AIM
Please rewrite the material below as a numbered list with one line per item, leaving out blank lines and the pictures.

DATA SUPPLIED
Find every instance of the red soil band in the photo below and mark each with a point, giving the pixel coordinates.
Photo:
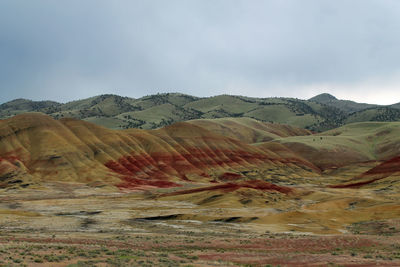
(229, 176)
(383, 170)
(229, 187)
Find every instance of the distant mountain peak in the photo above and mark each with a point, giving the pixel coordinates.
(323, 97)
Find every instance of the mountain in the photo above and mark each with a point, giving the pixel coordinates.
(346, 106)
(320, 113)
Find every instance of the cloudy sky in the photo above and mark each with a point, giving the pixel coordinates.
(66, 50)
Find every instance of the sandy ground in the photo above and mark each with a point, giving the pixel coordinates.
(76, 225)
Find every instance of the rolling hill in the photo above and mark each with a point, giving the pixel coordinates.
(319, 113)
(36, 148)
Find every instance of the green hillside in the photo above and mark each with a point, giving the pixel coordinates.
(351, 143)
(344, 105)
(319, 113)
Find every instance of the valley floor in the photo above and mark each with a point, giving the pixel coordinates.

RESPONSE BELOW
1. Find every instance of the red soil band in the photo below and mark each with a point, giving the pixel coordinates.
2. Photo:
3. (229, 176)
4. (383, 170)
5. (229, 187)
6. Find every instance of the distant mountain peak in the photo above and mark each with a point, giving the pixel coordinates.
7. (323, 97)
8. Find every instance of the mountain in the photo above and mark each with a point, giving the pixel coordinates.
9. (346, 106)
10. (320, 113)
11. Find every instance of the cloudy sky in the photo above and mark each with a point, giving the pixel coordinates.
12. (66, 50)
13. Find every instance of the sandy ground in the photo above and mark each with a point, giving the pixel coordinates.
14. (76, 225)
15. Find every instance of the rolling hill in the photo above and mark each with a point, giving the pixel coordinates.
16. (319, 113)
17. (36, 148)
18. Find every instance of the green hillside in the photo above and mark each with a point, giving the pixel coordinates.
19. (351, 143)
20. (344, 105)
21. (319, 113)
22. Find every instance of the valley floor in the photo above and mark each with a point, giving the pixel coordinates.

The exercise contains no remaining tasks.